* **Assignment**
Reproduce the records below exactly as they are written.

┌─ Supplied records

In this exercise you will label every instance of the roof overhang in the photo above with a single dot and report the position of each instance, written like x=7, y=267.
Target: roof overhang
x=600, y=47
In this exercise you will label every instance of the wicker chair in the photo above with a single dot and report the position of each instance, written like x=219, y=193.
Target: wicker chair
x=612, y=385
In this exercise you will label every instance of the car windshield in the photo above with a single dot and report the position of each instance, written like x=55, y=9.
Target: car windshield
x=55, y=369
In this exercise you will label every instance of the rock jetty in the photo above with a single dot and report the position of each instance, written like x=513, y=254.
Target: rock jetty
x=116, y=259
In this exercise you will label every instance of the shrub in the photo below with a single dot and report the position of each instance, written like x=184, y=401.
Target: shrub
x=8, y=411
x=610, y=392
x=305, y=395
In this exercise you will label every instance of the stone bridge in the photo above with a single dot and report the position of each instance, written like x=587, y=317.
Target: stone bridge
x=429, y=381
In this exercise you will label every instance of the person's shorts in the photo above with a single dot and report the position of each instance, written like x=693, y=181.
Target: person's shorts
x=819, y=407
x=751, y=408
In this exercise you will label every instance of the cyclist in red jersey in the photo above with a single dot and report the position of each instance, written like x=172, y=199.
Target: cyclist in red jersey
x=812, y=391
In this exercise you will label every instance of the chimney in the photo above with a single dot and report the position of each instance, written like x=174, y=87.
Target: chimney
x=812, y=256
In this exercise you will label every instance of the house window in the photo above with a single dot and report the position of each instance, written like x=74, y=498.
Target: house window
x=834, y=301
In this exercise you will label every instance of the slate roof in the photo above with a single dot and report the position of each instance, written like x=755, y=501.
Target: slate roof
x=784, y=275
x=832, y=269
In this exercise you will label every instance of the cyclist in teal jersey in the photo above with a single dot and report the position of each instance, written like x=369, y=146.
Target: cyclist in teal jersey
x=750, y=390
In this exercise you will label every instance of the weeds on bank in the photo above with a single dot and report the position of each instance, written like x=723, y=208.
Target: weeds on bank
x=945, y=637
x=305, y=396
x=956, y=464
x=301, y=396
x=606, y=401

└─

* **Response to the task**
In this exercise you will label every instance of the roof overhang in the photo above with a single dot and report the position of each instance, written like x=7, y=267.
Target: roof overhang
x=600, y=47
In this exercise you will label every instance of the wicker chair in the photo above with a single dot and report the position of each instance, written like x=219, y=193.
Target: wicker chair
x=612, y=385
In this exercise you will label every instance of the car windshield in the photo above with a single dot and report the position of each instance, written like x=55, y=9.
Target: car windshield
x=55, y=369
In this exercise you will label every instance of the rock jetty in the photo above with a single dot and report the position of each instance, written like x=513, y=254.
Target: rock jetty
x=116, y=259
In this exercise you will label every instance of the shrub in the photo below with a single dot and report the position of each instance, written like x=184, y=401.
Target: shrub
x=8, y=411
x=610, y=392
x=305, y=395
In this exercise you will label every instance of the stone bridge in the photo above with a single dot and report the position of each instance, written like x=587, y=317.
Target: stone bridge
x=429, y=381
In this exercise you will label every instance of the person's shorts in the photo above with a single dot and report the position of each instance, written like x=693, y=181.
Target: person's shorts
x=819, y=407
x=751, y=408
In this exercise you will label every instance of the cyclist in red jersey in the photo above with a single dot and report the position of each instance, written like x=172, y=199.
Target: cyclist in red jersey
x=812, y=391
In this exercise you will label every instance of the chimney in the photo above with a single dot and report the position of each instance, written like x=174, y=87.
Target: chimney
x=812, y=256
In this exercise you will label every instance of the house window in the photo above with a single dot and report the position of each instance, written like x=74, y=498.
Target: house window
x=834, y=301
In this exercise you will label every instance of the slate roof in the photo above with a single dot and report the position of each instance, written like x=755, y=501.
Target: slate roof
x=784, y=275
x=832, y=269
In this exercise you will label every instance of the cyclist in teal jersey in the photo above with a single dot and report the position of each instance, written like x=369, y=146.
Target: cyclist in teal jersey
x=750, y=390
In this exercise you will label every instance of the weeds on bank in the photo above with a single dot and report the position of each instance, written like x=723, y=208.
Target: weeds on bank
x=945, y=637
x=305, y=396
x=956, y=464
x=301, y=396
x=606, y=401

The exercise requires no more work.